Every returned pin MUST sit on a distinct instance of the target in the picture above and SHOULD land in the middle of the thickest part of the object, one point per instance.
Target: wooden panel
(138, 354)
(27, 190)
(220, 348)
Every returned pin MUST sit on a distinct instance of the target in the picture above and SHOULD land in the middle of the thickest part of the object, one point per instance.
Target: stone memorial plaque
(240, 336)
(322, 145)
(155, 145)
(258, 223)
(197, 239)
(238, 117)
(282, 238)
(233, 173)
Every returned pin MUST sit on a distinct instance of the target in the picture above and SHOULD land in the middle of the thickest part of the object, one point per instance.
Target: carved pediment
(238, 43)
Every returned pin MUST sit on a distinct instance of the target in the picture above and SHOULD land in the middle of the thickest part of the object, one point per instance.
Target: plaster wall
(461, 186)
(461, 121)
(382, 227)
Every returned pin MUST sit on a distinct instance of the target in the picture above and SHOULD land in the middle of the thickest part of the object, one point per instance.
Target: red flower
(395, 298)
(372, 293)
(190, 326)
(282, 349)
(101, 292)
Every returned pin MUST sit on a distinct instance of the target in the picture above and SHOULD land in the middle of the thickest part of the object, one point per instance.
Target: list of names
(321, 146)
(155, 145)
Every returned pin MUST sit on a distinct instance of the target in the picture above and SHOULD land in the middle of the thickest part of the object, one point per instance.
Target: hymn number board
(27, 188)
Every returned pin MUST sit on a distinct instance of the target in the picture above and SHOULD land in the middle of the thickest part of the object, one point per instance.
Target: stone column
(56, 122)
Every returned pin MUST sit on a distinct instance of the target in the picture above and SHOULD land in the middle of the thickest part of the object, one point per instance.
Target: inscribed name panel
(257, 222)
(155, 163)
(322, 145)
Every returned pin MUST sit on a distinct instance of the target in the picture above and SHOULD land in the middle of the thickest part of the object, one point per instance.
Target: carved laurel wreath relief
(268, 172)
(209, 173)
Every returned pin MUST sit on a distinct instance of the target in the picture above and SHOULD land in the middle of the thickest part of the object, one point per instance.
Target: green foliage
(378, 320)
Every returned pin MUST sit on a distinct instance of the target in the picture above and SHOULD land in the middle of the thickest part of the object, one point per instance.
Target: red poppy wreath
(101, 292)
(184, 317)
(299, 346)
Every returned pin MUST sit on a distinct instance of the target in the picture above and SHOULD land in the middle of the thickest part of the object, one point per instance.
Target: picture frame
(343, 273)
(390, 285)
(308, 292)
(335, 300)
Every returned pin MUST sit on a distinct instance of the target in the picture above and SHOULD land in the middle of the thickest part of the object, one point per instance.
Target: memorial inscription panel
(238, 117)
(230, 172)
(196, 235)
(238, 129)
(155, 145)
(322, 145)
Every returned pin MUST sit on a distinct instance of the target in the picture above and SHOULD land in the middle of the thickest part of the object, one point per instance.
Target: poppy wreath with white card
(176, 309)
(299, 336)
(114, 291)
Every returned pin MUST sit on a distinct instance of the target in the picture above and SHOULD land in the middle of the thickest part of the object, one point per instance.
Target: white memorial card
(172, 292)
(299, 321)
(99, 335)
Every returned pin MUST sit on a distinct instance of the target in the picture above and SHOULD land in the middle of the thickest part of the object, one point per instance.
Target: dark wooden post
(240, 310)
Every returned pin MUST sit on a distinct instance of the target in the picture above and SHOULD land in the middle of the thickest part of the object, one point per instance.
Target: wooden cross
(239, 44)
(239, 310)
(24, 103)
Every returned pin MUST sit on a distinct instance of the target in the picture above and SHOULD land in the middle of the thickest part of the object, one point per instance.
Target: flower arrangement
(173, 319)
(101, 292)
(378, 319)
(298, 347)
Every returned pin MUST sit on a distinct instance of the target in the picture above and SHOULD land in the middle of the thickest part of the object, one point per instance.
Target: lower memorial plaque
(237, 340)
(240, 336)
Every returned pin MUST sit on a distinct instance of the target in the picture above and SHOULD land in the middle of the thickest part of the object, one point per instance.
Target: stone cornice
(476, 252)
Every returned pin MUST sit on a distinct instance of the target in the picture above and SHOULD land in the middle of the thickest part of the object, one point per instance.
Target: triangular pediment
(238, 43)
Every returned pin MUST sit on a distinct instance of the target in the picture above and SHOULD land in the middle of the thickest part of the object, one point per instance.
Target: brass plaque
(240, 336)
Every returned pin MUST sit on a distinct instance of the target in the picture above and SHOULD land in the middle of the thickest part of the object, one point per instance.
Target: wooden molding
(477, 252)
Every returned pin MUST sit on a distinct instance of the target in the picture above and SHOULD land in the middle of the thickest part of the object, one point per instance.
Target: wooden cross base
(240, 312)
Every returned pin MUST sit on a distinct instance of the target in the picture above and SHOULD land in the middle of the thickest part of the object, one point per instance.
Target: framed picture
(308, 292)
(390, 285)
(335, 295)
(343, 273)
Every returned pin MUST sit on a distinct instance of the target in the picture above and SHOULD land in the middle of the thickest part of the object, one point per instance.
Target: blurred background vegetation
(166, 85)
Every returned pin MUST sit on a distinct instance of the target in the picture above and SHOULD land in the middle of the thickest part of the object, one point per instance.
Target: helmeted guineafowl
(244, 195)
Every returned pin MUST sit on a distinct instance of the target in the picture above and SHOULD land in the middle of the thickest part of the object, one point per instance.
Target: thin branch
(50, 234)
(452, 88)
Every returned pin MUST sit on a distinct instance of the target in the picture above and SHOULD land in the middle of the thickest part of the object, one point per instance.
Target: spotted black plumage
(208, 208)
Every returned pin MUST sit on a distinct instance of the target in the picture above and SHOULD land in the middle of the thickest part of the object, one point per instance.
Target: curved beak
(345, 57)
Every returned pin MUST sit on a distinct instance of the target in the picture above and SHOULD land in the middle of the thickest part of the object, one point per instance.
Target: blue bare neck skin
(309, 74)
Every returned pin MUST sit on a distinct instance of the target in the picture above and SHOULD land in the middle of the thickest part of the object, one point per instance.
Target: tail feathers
____________________
Written exercise: Gather every line of the material above that contains the word "memorial". Case matters.

Answer to this exercise:
Target: stone memorial plaque
Target: memorial inscription panel
Target: white memorial card
Target: lower memorial plaque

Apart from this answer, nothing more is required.